EXTRACT PROVIDED =
October 31, 2016

November Visiting Teaching Message 2016

Visiting Teaching Message November 2016

I Will Bring the Light of the Gospel into My Home

First Counselor in the Primary General Presidency

We can bring the light of the gospel into our homes, schools, and workplaces if we look for and share positive things about others.
In response to Sister Linda K. Burton’s invitation at April’s general conference,1 many of you have been involved in thoughtful and generous acts of charity focused on meeting the needs of refugees in your local area. From simple, one-on-one efforts to community-wide programs, those acts are the result of love. As you have shared your time, talents, and resources, your—and the refugees’—hearts have been lightened. The building of hope and faith and even greater love between receiver and giver are inevitable results of true charity.
The prophet Moroni tells us that charity is an essential characteristic of those who will live with Heavenly Father in the celestial kingdom. He writes, “Except ye have charity ye can in nowise be saved in the kingdom of God.”2
Of course, Jesus Christ is the perfect embodiment of charity. His premortal offering to be our Savior, His interactions throughout His mortal life, His supernal gift of the Atonement, and His continual efforts to bring us back to our Heavenly Father are the ultimate expressions of charity. He operates with a singular focus: love for His Father expressed through His love for each of us. When asked about the greatest commandment, Jesus answered:
“Thou shalt love the Lord thy God with all thy heart, and with all thy soul, and with all thy mind.

WHAT IS NEEDED = Copy the passage from the November visiting teaching message word for word, from "First Counselor in" to "things about others.".

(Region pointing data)
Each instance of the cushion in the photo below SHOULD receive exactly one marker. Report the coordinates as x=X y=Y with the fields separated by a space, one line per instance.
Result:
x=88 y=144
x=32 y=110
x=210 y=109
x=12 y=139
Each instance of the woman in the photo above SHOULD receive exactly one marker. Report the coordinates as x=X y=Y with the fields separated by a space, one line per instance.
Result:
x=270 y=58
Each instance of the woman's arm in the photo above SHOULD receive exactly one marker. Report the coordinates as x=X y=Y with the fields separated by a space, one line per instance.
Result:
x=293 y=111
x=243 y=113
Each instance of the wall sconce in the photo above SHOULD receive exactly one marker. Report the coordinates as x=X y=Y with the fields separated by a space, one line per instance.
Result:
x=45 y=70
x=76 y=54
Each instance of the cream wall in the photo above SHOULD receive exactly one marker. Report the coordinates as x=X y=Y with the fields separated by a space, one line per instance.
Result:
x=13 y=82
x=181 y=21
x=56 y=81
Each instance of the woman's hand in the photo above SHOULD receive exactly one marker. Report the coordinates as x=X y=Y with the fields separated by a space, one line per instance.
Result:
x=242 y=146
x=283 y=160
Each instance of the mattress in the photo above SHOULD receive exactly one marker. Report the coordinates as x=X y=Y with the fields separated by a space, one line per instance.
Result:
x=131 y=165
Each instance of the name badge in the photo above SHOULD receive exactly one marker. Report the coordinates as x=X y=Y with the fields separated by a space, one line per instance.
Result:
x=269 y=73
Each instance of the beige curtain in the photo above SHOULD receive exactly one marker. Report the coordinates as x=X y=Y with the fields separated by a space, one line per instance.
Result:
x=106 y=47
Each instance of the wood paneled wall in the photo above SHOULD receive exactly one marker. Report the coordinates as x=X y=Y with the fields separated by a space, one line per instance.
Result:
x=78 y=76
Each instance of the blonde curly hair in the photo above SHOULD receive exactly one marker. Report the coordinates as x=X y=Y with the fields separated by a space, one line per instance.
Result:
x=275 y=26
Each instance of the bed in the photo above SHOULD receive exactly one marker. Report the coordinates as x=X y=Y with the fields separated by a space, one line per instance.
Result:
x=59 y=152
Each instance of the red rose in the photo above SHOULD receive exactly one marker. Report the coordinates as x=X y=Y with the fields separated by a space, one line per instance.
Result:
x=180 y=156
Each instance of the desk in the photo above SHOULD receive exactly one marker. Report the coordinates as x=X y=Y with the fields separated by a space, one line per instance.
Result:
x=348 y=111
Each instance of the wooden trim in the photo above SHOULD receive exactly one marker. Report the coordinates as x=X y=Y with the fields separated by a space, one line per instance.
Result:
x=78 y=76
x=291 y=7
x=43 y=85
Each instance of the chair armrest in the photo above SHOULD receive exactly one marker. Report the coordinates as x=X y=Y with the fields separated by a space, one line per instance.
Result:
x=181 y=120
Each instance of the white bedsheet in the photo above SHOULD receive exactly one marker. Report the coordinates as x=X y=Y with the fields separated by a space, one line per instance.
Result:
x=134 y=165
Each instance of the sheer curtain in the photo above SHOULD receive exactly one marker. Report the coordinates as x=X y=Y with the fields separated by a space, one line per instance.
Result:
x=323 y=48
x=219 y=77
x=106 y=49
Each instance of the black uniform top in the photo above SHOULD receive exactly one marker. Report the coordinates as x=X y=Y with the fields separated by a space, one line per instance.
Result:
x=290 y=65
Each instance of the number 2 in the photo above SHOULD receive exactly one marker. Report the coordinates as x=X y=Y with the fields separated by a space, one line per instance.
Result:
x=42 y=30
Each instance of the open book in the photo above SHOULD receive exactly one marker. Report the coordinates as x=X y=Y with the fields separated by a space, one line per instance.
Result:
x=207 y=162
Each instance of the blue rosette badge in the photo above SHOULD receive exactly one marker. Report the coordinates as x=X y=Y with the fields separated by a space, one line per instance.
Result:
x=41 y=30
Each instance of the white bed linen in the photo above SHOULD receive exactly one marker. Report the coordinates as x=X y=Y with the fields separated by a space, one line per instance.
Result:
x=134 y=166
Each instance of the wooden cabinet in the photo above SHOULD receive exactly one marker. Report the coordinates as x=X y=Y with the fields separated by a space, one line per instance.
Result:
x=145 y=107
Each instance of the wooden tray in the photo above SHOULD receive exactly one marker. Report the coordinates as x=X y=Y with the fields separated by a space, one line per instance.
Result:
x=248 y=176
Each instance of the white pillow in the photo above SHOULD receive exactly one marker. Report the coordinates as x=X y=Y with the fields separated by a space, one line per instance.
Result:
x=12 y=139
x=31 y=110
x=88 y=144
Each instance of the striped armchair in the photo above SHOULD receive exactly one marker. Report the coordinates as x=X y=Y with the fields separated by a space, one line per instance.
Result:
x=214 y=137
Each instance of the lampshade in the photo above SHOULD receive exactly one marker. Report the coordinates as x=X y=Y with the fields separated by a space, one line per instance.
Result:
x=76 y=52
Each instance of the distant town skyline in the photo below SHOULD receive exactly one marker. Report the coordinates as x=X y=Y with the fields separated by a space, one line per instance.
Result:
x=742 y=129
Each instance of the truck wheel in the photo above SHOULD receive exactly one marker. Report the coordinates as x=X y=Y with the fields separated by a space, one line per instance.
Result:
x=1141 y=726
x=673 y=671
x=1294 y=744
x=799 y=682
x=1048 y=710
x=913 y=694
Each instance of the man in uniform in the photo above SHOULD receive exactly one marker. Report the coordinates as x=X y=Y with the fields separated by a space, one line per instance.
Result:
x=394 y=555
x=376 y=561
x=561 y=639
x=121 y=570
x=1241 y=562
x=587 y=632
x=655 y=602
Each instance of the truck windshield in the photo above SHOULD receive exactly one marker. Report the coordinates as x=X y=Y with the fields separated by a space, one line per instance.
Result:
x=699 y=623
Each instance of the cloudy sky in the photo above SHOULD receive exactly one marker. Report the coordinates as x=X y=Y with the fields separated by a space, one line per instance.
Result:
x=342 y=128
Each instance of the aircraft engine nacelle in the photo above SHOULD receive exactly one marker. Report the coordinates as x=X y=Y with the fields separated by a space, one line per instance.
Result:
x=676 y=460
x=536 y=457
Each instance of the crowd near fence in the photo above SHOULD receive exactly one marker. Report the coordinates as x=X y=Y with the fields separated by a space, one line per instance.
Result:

WRITTEN SOLUTION =
First Counselor in the Primary General Presidency

We can bring the light of the gospel into our homes, schools, and workplaces if we look for and share positive things about others.